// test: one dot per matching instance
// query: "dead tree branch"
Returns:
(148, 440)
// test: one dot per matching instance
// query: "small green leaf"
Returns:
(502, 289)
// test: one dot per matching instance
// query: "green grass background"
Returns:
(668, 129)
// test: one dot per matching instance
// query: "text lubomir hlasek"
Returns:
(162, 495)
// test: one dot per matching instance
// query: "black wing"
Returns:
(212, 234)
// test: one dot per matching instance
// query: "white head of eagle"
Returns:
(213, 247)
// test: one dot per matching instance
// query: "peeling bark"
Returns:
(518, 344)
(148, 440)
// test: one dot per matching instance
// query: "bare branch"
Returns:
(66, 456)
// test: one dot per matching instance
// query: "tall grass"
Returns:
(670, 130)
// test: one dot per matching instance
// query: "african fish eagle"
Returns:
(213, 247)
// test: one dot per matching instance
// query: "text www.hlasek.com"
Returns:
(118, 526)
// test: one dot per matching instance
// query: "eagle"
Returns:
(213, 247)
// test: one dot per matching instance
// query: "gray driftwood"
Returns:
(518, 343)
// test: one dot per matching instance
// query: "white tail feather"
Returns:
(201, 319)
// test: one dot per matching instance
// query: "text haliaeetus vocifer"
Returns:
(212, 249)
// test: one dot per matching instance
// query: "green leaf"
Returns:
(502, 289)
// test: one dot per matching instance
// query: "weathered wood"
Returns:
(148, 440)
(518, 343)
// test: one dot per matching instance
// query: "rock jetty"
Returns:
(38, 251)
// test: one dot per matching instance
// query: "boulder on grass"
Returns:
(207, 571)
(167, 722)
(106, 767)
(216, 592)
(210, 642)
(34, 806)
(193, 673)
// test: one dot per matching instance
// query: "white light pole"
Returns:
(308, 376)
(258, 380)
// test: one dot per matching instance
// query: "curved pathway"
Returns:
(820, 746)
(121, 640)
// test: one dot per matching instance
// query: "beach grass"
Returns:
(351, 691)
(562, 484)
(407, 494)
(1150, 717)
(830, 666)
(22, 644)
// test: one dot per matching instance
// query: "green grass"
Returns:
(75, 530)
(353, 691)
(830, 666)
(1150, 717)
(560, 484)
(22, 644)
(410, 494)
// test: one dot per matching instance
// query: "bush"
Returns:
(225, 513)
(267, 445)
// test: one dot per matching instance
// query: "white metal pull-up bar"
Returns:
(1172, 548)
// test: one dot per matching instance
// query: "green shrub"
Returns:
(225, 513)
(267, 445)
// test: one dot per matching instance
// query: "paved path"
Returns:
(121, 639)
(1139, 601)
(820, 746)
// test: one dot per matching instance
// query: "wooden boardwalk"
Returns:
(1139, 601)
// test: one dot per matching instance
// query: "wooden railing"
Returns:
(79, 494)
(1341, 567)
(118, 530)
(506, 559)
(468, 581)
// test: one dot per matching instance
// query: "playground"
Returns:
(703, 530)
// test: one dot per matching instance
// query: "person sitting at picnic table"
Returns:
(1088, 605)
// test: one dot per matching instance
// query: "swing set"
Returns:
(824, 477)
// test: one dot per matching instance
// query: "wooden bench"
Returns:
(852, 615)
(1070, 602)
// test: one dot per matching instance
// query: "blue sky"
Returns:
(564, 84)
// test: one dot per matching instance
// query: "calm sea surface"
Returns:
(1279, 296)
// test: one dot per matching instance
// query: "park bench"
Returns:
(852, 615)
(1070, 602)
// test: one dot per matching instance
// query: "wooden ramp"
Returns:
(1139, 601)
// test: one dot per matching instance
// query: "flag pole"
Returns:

_What is required_
Reproduce every line of the data verbatim.

_Output for this exercise_
// test: one dot per matching instance
// query: "dead tree branch"
Returns:
(148, 440)
// test: one dot per matching instance
// query: "small green leaf"
Returns:
(502, 289)
// test: one dot per matching instance
// query: "green grass background"
Returns:
(668, 129)
// test: one dot per matching instance
// query: "text lubomir hlasek"
Returns:
(162, 495)
// test: one dot per matching instance
// query: "black wing"
Returns:
(212, 234)
// test: one dot per matching instance
// query: "white head of eagle"
Returns:
(213, 247)
// test: one dot per matching instance
// query: "peeling bark"
Returns:
(518, 344)
(148, 440)
// test: one dot per matching instance
// query: "bare branch"
Returns:
(66, 456)
// test: one dot per matching instance
// query: "tall grass"
Returns:
(670, 130)
// test: one dot per matching instance
// query: "african fish eagle"
Returns:
(213, 247)
// test: one dot per matching instance
// query: "text www.hlasek.com"
Returns:
(118, 526)
// test: one dot per matching instance
// query: "eagle"
Returns:
(213, 247)
// test: one dot per matching instance
// query: "gray driftwood"
Returns:
(518, 343)
// test: one dot per matching instance
// query: "white tail feather"
Returns:
(201, 319)
// test: one dot per matching instance
// query: "text haliaeetus vocifer"
Returns:
(212, 249)
// test: one dot per matching instance
// query: "green leaf"
Returns:
(502, 289)
// test: one dot per matching instance
// query: "weathered wood"
Returns:
(148, 440)
(518, 343)
// test: one dot per matching instance
// query: "rock jetty"
Returns:
(38, 251)
// test: one dot per matching instance
// query: "boulder on grass"
Returns:
(207, 571)
(167, 722)
(106, 767)
(216, 592)
(210, 642)
(34, 806)
(193, 673)
// test: one dot per matching instance
// query: "white light pole"
Returns:
(308, 376)
(258, 380)
// test: one dot per matching instance
// query: "curved pathway"
Returns:
(820, 746)
(121, 640)
// test: one dot per matching instance
// query: "beach grass"
Returns:
(351, 691)
(562, 484)
(407, 494)
(1150, 717)
(830, 666)
(22, 644)
// test: one dot per matching instance
// query: "green grass"
Returns:
(75, 530)
(353, 691)
(830, 666)
(1150, 717)
(560, 484)
(22, 644)
(410, 494)
// test: one dot per matching instance
// query: "bush"
Returns:
(225, 513)
(267, 445)
// test: one dot per matching instance
// query: "white metal pull-up bar"
Returns:
(1172, 548)
// test: one dot per matching instance
// query: "green shrub"
Returns:
(225, 513)
(267, 445)
// test: one dot per matching instance
// query: "paved path"
Returns:
(121, 639)
(1139, 601)
(820, 746)
// test: one dot per matching instance
// query: "wooden boardwalk"
Returns:
(1139, 601)
// test: one dot per matching instance
// query: "wooden railing"
Returns:
(79, 494)
(1341, 567)
(118, 530)
(506, 559)
(468, 581)
// test: one dot per matching instance
// query: "playground"
Returns:
(703, 530)
// test: one dot per matching instance
// query: "person sitting at picnic table"
Returns:
(1088, 605)
// test: one dot per matching instance
// query: "swing set"
Returns:
(824, 477)
// test: one dot per matching instance
// query: "wooden bench"
Returns:
(852, 615)
(1070, 602)
// test: one dot per matching instance
// query: "blue sky"
Returns:
(564, 84)
// test: one dot per matching instance
// query: "calm sea surface"
Returns:
(1279, 296)
// test: one dot per matching instance
// query: "park bench"
Returns:
(852, 615)
(1070, 602)
// test: one dot per matching instance
// query: "wooden ramp"
Returns:
(1139, 601)
// test: one dot per matching instance
// query: "flag pole"
Returns:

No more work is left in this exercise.